= Beginning of Section =

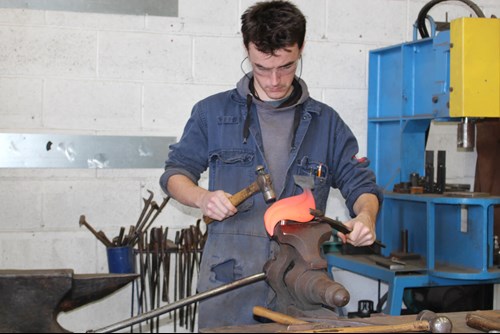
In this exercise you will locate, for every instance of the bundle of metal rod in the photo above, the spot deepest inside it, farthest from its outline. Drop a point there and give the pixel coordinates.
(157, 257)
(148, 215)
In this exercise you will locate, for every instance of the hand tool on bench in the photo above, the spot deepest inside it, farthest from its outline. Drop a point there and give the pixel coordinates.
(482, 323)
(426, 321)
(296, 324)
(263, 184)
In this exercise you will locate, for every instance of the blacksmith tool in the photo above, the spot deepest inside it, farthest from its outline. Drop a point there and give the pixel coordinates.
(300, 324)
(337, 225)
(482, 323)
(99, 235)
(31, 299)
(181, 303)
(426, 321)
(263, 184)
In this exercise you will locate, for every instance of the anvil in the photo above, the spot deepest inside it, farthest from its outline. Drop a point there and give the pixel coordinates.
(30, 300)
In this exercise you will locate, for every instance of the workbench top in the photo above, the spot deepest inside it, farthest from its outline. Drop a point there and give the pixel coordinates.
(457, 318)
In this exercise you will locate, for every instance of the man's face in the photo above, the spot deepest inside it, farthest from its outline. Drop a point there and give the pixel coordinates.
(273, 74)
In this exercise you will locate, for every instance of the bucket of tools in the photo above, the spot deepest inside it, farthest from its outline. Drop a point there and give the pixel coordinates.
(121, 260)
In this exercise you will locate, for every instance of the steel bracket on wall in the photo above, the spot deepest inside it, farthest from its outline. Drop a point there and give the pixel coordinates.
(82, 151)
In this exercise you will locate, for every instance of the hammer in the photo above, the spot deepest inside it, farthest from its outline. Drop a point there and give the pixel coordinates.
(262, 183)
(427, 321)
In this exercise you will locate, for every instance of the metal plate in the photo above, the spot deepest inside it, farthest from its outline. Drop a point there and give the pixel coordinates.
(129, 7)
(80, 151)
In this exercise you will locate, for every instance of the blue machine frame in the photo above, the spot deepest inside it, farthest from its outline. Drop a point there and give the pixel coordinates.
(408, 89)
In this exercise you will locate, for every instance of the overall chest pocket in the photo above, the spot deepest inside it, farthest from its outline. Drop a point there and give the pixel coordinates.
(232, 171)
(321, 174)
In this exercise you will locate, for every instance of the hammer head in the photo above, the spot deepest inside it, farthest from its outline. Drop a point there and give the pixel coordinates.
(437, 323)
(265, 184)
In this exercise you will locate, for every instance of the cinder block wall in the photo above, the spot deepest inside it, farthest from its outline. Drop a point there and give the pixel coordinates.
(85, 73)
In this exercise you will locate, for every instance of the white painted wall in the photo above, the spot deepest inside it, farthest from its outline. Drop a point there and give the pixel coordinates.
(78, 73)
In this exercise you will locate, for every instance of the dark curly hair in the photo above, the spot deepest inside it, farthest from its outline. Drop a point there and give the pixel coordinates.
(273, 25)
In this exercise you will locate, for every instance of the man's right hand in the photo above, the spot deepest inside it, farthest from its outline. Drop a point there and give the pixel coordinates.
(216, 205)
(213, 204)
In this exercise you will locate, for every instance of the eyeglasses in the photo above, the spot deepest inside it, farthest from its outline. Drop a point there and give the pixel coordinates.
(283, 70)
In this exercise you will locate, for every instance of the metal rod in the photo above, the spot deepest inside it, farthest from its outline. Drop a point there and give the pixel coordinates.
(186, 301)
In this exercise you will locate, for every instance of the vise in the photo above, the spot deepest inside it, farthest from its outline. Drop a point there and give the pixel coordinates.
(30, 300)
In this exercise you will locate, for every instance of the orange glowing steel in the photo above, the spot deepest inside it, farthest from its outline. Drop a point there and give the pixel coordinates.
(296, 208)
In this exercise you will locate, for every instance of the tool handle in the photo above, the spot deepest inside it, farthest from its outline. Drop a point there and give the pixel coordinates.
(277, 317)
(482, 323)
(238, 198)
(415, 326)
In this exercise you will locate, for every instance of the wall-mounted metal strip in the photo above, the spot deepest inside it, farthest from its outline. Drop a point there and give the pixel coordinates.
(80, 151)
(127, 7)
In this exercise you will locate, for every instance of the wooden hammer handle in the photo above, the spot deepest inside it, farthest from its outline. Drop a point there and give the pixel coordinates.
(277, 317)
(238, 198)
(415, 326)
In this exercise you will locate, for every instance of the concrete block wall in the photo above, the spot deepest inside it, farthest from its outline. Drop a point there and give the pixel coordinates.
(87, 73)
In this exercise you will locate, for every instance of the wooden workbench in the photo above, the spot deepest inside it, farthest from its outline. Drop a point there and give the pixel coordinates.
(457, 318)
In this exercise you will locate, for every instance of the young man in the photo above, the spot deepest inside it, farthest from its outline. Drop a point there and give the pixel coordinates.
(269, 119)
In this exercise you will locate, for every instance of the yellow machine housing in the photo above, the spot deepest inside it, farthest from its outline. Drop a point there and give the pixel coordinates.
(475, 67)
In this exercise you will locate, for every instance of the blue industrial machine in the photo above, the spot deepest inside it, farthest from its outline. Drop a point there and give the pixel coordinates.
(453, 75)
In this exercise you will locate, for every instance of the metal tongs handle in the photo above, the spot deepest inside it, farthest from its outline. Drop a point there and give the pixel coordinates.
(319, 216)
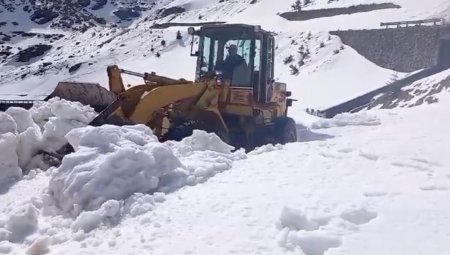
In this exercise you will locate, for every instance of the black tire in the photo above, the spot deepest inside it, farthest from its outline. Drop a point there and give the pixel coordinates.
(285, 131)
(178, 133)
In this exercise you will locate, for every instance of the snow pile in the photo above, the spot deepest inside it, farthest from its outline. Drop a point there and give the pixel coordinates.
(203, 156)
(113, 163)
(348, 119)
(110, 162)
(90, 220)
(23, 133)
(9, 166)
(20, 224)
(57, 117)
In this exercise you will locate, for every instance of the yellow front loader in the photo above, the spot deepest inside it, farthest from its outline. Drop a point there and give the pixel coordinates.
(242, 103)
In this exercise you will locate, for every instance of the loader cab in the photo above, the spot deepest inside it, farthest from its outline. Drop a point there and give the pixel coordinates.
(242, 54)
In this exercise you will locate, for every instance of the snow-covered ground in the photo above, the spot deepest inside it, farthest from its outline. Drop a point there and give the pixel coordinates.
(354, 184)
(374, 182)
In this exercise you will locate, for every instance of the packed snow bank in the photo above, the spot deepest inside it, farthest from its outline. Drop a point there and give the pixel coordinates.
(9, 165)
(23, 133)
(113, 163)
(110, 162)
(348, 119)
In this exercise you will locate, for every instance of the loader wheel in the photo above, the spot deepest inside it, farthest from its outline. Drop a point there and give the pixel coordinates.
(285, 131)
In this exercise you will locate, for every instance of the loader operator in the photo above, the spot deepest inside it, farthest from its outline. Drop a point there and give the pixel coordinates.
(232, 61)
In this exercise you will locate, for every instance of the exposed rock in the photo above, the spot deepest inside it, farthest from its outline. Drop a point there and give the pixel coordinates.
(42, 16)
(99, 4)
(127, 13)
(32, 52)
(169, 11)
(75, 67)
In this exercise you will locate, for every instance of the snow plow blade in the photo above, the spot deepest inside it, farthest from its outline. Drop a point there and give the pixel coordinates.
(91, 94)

= End of Section =

* **DIRECTIONS**: The expected output is the material above, repeated exactly and free of pictures.

* **REPLY TO THE TASK**:
In this exercise you will locate, for every instance of the bundle of metal rod in the photo above, the spot deepest inside it, farthest from its outline. Drop a point there and give the pixel coordinates.
(157, 257)
(148, 215)
In this exercise you will locate, for every instance of the hand tool on bench in the photo above, the spot deepest inside it, farthest from its outline. Drop a point there and give the pixel coordinates.
(482, 323)
(426, 321)
(296, 324)
(263, 184)
In this exercise you will locate, for every instance of the blacksmith tool in the photo above, the spot deepest inside it, farthest from its outline. Drop a point there and give the pixel coordinates.
(300, 324)
(337, 225)
(482, 323)
(99, 235)
(31, 299)
(181, 303)
(426, 321)
(263, 184)
In this exercise you will locate, for every instance of the anvil in the photo above, the spot deepest inside it, farthest from its outline. Drop a point there and give the pixel coordinates.
(30, 300)
In this exercise you will locate, for every instance of the workbench top in the photo above, the spot deepest inside it, farthest from its outline. Drop a point there and give the pixel coordinates.
(457, 318)
In this exercise you will locate, for every instance of the man's face in the photo above, the spot deepest inside it, farthest from its outline. Drop a point there and give the pixel coordinates.
(273, 74)
In this exercise you will locate, for every instance of the bucket of tools in the photo above, the spot deepest inside it, farthest from its outline. Drop a point there and give the pixel coordinates.
(121, 260)
In this exercise you will locate, for every instance of the steel bracket on wall in the photo above, the spot deepest inside it, farthest from its outline. Drop a point there and give the pixel coordinates.
(82, 151)
In this exercise you will locate, for every instance of the hammer in the photo above, the spot deepest inside it, farthest from its outline. Drop a point there and give the pixel coordinates.
(262, 183)
(427, 321)
In this exercise you will locate, for every instance of the metal plate in the photo above, the spot deepest inside it, farthest from its outline. Drop a point there and give the pixel coordinates.
(129, 7)
(80, 151)
In this exercise you will locate, for every instance of the blue machine frame in the photo above, the spot deepest inside it, farthest from its outline. Drop a point there and give the pixel coordinates.
(408, 89)
In this exercise you will locate, for every instance of the overall chest pocket in the photo above, the spot deepest inside it, farthest from its outline. Drop a point there and give the pixel coordinates.
(232, 171)
(321, 174)
In this exercise you will locate, for every instance of the hammer head in the photo above, the spot deepest inside it, farthest from its outline. Drop a point there and give the pixel coordinates.
(437, 323)
(265, 184)
In this exercise you will locate, for every instance of the cinder block wall in the photo above, the spot deepest inside it, farthest from its outline. Drop a point there and give the pixel coordinates.
(85, 73)
In this exercise you will locate, for every instance of the white painted wall in the photo above, the spot deepest inside it, farthest from its outline. Drop a point there and give the pixel coordinates.
(78, 73)
In this exercise you will locate, for every instance of the dark curly hair in the photo above, the spot deepest inside it, farthest from its outline. Drop a point there and give the pixel coordinates.
(273, 25)
In this exercise you will locate, for every instance of the man's right hand in the photo above, the spot deepest inside it, farthest from its outline. Drop a point there and give the pixel coordinates.
(216, 205)
(213, 204)
In this exercise you will locate, for every instance of the eyeglasses in the photo above, the spot deepest inside it, farthest from its outline. Drop a point there and give the pixel coordinates.
(283, 70)
In this exercise you will locate, for every instance of the metal rod in the photo above, the spot deepest inside it, farthest from its outline. Drop a point there and give the pixel coordinates.
(186, 301)
In this exercise you will locate, for every instance of the vise in the photo above, the spot deepest inside it, farthest from its outline. Drop a point there and give the pixel coordinates.
(30, 300)
In this exercise you will locate, for every instance of the orange glowing steel in the photo above, the spot deepest inside it, farthest from its outline. Drop a point there and give the pixel coordinates.
(296, 208)
In this exercise you will locate, for every instance of the tool handle in the photo above, the spot deepest inside it, farthest from its outline. Drop a point there and give the pixel coordinates.
(277, 317)
(482, 323)
(238, 198)
(415, 326)
In this exercise you will locate, for every instance of the wall-mounted metal strip in the photo above, the spot deepest inside it, farthest from its outline. Drop a point there and give the pixel coordinates.
(80, 151)
(127, 7)
In this exercise you will locate, for every instance of the wooden hammer handle in the photo above, the spot deepest inside it, farthest from its outline. Drop a point there and give the pixel coordinates.
(277, 317)
(238, 198)
(415, 326)
In this exercise you will locate, for every instance of the concrete block wall in the photo above, the spot deepest inside it, farthest from its outline. Drop a point there and give the pixel coordinates.
(87, 73)
In this exercise you will locate, for every instance of the wooden workbench in the photo above, the spot deepest inside it, farthest from its outline. Drop a point there and give the pixel coordinates.
(457, 318)
In this exercise you will locate, for every instance of the young man in the photo above, the spot deepest inside it, farthest from its outline. Drop a point there and give the pixel coordinates.
(269, 119)
In this exercise you will locate, for every instance of the yellow machine housing in the photo above, the spot deepest inside it, farthest from its outline. Drop a point there and give the pixel coordinates.
(475, 67)
In this exercise you will locate, for every instance of the blue industrial machine in the photo above, the spot deepest inside it, farthest from its outline. Drop a point there and give the pixel coordinates.
(453, 75)
In this exercise you will locate, for every instance of the metal tongs handle in the photo above, the spot deepest inside it, farthest from its outline. Drop a point there and give the pixel coordinates.
(319, 216)
In this exercise you will locate, for every instance of the black tire in the photo above, the spot deepest inside it, farthest from its outline. Drop a point there and give the pixel coordinates.
(285, 131)
(178, 133)
In this exercise you will locate, for every instance of the snow pile in the photo above, the spot deepest inside it, farthest from its outline. Drop a point there and give the pixel coordinates.
(203, 156)
(113, 163)
(348, 119)
(110, 162)
(90, 220)
(23, 133)
(9, 166)
(20, 224)
(57, 117)
In this exercise you will locate, for every instance of the yellow front loader in the photo above, the spot deepest inside it, farthest from its outline. Drop a point there and give the pixel coordinates.
(242, 103)
In this exercise you will locate, for every instance of the loader cab in the photo above, the spot deepest inside it, farthest from its outline. Drop a point there and give the pixel coordinates.
(242, 54)
In this exercise you will locate, for every instance of the snow-covered ground in the photo above, the spot deepest inside it, farthest from its outline. Drop a point there and give the pixel coordinates.
(354, 184)
(374, 182)
In this exercise you will locate, for every instance of the packed snow bank in the photo above, the spot deepest inside it, farthest from its outline. Drop a point there and give the pixel coordinates.
(9, 165)
(23, 133)
(113, 163)
(110, 162)
(348, 119)
In this exercise you will locate, for every instance of the loader wheel in the photo above, the spot deepest inside it, farthest from its outline. Drop a point there and give the pixel coordinates.
(285, 131)
In this exercise you will locate, for every instance of the loader operator in the photo above, the spot deepest inside it, farthest from its outline. Drop a point there and give the pixel coordinates.
(232, 61)
In this exercise you will locate, for every instance of the exposed rock in the photo above, the spot deepest inside it, farthest from its outline. Drop a point there and give the pixel coordinates.
(42, 16)
(99, 4)
(127, 13)
(32, 52)
(169, 11)
(75, 67)
In this exercise you will locate, for every instance of the snow plow blade in the photo above, the spot deepest inside it, farthest from its outline. Drop a point there and give the pixel coordinates.
(91, 94)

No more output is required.